Extracted records
^^^^^^^^
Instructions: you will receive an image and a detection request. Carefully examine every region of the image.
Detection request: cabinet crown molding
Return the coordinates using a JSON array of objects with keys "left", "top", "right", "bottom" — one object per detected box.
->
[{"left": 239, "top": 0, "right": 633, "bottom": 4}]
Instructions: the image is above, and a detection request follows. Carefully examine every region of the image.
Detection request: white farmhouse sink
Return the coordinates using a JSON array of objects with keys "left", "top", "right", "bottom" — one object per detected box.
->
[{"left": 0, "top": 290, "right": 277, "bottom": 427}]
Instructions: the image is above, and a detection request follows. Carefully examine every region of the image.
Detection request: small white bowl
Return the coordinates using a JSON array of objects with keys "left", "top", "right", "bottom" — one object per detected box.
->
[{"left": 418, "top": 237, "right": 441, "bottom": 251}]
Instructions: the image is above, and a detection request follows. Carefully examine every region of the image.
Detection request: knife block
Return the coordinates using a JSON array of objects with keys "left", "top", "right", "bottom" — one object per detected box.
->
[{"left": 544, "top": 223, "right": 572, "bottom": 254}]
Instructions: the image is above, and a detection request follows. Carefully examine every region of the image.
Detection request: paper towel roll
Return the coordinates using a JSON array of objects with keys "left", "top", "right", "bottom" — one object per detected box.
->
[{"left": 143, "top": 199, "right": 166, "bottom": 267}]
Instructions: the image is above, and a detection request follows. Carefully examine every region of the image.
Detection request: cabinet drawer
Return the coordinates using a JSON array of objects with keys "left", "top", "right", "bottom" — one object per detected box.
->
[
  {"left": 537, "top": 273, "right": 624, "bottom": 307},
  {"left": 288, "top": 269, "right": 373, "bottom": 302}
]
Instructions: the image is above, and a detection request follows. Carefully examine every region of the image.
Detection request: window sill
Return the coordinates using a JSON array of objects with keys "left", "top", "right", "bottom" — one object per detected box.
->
^^^^^^^^
#### [WHAT TO DO]
Your reply should hold all the entries, each repeated without a single change.

#### [RESULT OF THIS TASK]
Instructions: you will receive an image and a detection request. Carefully examine every region of the image.
Detection request: cabinet crown molding
Return the coordinates using a JSON array of objects with keys "left", "top", "right", "bottom" — one object per detected box.
->
[{"left": 239, "top": 0, "right": 633, "bottom": 4}]
Instructions: the image is above, and a detection request follows. Carefully examine every region of the image.
Detection request: white farmhouse sink
Return the coordinates using a JSON array of objects with keys "left", "top", "right", "bottom" — one object per detected box.
->
[{"left": 0, "top": 290, "right": 277, "bottom": 427}]
Instructions: the image is above, and a detection request follows. Carefully examine every region of the image.
Detection request: small white bowl
Return the coordinates using a JSON array of objects with keys "left", "top", "right", "bottom" — one object per detected box.
->
[{"left": 418, "top": 237, "right": 441, "bottom": 251}]
Instructions: the image is above, and a detection request follows. Carefully examine every region of the image.
Detection request: knife block
Return the coordinates using a JSON array of objects with keys "left", "top", "right", "bottom" — one object per detected box.
->
[{"left": 544, "top": 223, "right": 572, "bottom": 254}]
Instructions: the image is above, and a detection request follows. Carefully examine every region of the image.
Detection request: paper towel roll
Return the coordinates using a JSON array of objects with keys "left", "top", "right", "bottom" — one object per detected box.
->
[{"left": 143, "top": 199, "right": 166, "bottom": 267}]
Instructions: the image is above, and a detection request follows. Carefully examine every region of the image.
Detection request: cabinet drawer
Return the coordinates using a JSON array of objects with keys "left", "top", "right", "bottom" — one object per detected box.
->
[
  {"left": 537, "top": 273, "right": 624, "bottom": 307},
  {"left": 288, "top": 269, "right": 373, "bottom": 302}
]
Instructions: the image is above, and a detection request follows. Carefully examine every region of the image.
Detection request: window sill
Return the coordinates using a JSON array of objects with keys "left", "top", "right", "bottom" — one object per detected box.
->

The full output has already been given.